S.J. Rozan, a Crime Novelist with a Penchant for Chinatown Mysteries

S.J. Rozan has set nine of her mystery novels in Chinatown. "Family Business" is her latest. Photo: Carl Glassman/Tribeca Trib

Jan. 18, 2022

The Mysterious Bookshop on Warren Street recently celebrated the December release of Family Business with a talk by its author S.J. Rozan. Those who could find a seat squeezed together on couches or sat on folding chairs. Others stood, lining the sides of the room. Most were die-hard fans of Rozan's Lydia Chin and Bill Smith private eye series. The kind of fans who lament on-line that they will have to wait a year for Rozan's next book. 

In this 14th book in the series, Lydia, who shares a Chinatown apartment with her mother, and Bill, a Tribecan living on Laight Street, are on the trail of the murderer of the new head of a Chinatown crime syndicate. Not surprising for a Downtown who-done-it, there's a real estate developer (in this case, hoping to tear down a slew of buildings on Bayard Street), a hold-out owner and a group of passionate preservationists. And this being Chinatown, there's also a lot of mouth-watering stops along the way: dumplings at Nom Wah Tea Parlor on Doyers, buns at Tai Pan Bakery on Canal, steaming bowls of ngau lam mein (braised beef noodles) made by Lydia's mother (who appears in all of the nine books in the series that take place in Chinatown), as well as endless cups of tea.

#### [Record list]
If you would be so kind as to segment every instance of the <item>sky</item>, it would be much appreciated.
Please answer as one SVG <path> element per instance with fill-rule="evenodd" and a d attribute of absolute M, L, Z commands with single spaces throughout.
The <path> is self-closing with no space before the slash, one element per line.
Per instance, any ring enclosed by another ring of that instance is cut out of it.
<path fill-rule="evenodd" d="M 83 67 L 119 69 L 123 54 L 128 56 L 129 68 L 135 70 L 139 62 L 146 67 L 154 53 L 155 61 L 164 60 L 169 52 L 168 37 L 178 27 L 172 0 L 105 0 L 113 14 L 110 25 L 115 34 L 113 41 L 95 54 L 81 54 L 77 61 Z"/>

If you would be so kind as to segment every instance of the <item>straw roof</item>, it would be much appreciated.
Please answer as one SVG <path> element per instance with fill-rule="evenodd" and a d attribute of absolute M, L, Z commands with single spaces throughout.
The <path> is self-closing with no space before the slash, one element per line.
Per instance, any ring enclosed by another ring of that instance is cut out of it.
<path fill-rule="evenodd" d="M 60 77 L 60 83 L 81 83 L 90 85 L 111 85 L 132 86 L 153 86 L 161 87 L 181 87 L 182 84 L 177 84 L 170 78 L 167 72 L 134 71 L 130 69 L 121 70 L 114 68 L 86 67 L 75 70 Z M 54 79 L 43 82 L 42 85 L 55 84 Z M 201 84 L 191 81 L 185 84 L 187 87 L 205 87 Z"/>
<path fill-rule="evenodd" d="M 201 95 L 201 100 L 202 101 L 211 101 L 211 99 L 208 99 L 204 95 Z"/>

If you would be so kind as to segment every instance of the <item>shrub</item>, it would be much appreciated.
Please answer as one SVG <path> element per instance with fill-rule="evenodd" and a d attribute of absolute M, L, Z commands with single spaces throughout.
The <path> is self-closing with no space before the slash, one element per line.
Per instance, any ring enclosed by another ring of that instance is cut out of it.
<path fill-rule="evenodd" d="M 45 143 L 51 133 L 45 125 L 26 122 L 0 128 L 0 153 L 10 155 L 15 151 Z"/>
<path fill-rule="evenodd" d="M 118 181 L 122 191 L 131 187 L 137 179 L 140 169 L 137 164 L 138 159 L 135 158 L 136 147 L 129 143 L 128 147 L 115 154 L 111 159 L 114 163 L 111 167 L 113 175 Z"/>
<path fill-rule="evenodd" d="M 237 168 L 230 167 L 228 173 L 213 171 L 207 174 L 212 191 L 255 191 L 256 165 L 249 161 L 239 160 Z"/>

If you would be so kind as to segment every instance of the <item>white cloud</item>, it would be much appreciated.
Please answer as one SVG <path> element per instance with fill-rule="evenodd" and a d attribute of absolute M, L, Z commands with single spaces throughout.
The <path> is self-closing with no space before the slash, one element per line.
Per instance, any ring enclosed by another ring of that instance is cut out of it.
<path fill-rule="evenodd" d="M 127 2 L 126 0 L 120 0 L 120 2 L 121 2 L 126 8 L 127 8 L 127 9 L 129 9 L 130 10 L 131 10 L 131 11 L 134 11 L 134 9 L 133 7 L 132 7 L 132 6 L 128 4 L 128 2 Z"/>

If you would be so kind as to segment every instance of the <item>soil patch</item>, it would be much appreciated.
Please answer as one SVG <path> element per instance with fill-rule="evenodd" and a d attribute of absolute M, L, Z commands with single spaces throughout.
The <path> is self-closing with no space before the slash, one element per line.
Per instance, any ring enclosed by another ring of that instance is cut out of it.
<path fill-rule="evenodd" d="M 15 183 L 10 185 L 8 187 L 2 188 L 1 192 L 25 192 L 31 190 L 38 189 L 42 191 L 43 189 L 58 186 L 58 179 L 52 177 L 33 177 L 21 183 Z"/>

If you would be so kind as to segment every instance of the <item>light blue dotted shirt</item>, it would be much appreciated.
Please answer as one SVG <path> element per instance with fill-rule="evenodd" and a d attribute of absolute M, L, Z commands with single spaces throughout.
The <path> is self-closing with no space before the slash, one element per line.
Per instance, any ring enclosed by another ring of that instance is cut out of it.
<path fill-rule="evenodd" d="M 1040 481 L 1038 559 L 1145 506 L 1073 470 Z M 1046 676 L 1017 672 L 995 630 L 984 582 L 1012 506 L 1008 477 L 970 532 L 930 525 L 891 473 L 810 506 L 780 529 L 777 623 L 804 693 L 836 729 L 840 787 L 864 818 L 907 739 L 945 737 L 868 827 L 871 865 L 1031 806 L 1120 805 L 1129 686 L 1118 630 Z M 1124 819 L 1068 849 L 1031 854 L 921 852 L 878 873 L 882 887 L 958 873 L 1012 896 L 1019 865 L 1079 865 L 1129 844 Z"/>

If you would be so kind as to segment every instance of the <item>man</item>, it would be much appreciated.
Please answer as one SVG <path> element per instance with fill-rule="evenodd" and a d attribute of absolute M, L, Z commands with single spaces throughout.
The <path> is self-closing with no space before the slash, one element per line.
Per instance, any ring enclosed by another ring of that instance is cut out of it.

#### [Set of tasks]
[1] Could you reproduce the article about S.J. Rozan from "The Mysterious Bookshop" down to "Rozan's next book."?
[2] Can you render the entries as a numbered list, from the line containing "<item>shrub</item>, it would be much appreciated." down to the line containing "127 2 L 126", both lines included and blank lines omitted?
The article and the entries after it come from unrelated sources.

#### [Responses to the tasks]
[1]
The Mysterious Bookshop on Warren Street recently celebrated the December release of Family Business with a talk by its author S.J. Rozan. Those who could find a seat squeezed together on couches or sat on folding chairs. Others stood, lining the sides of the room. Most were die-hard fans of Rozan's Lydia Chin and Bill Smith private eye series. The kind of fans who lament on-line that they will have to wait a year for Rozan's next book.

[2]
1. If you would be so kind as to segment every instance of the <item>shrub</item>, it would be much appreciated.
2. Please answer as one SVG <path> element per instance with fill-rule="evenodd" and a d attribute of absolute M, L, Z commands with single spaces throughout.
3. The <path> is self-closing with no space before the slash, one element per line.
4. Per instance, any ring enclosed by another ring of that instance is cut out of it.
5. <path fill-rule="evenodd" d="M 45 143 L 51 133 L 45 125 L 26 122 L 0 128 L 0 153 L 10 155 L 15 151 Z"/>
6. <path fill-rule="evenodd" d="M 118 181 L 122 191 L 131 187 L 137 179 L 140 169 L 137 164 L 138 159 L 135 158 L 136 147 L 129 143 L 128 147 L 115 154 L 111 159 L 114 163 L 111 167 L 113 175 Z"/>
7. <path fill-rule="evenodd" d="M 237 168 L 230 167 L 228 173 L 213 171 L 207 174 L 212 191 L 255 191 L 256 165 L 249 161 L 239 160 Z"/>
8. If you would be so kind as to segment every instance of the <item>white cloud</item>, it would be much appreciated.
9. Please answer as one SVG <path> element per instance with fill-rule="evenodd" and a d attribute of absolute M, L, Z commands with single spaces throughout.
10. The <path> is self-closing with no space before the slash, one element per line.
11. Per instance, any ring enclosed by another ring of that instance is cut out of it.
12. <path fill-rule="evenodd" d="M 127 2 L 126 0 L 120 0 L 120 2 L 121 2 L 126 8 L 127 8 L 127 9 L 129 9 L 130 10 L 131 10 L 131 11 L 134 11 L 134 9 L 133 7 L 132 7 L 132 6 L 128 4 L 128 2 Z"/>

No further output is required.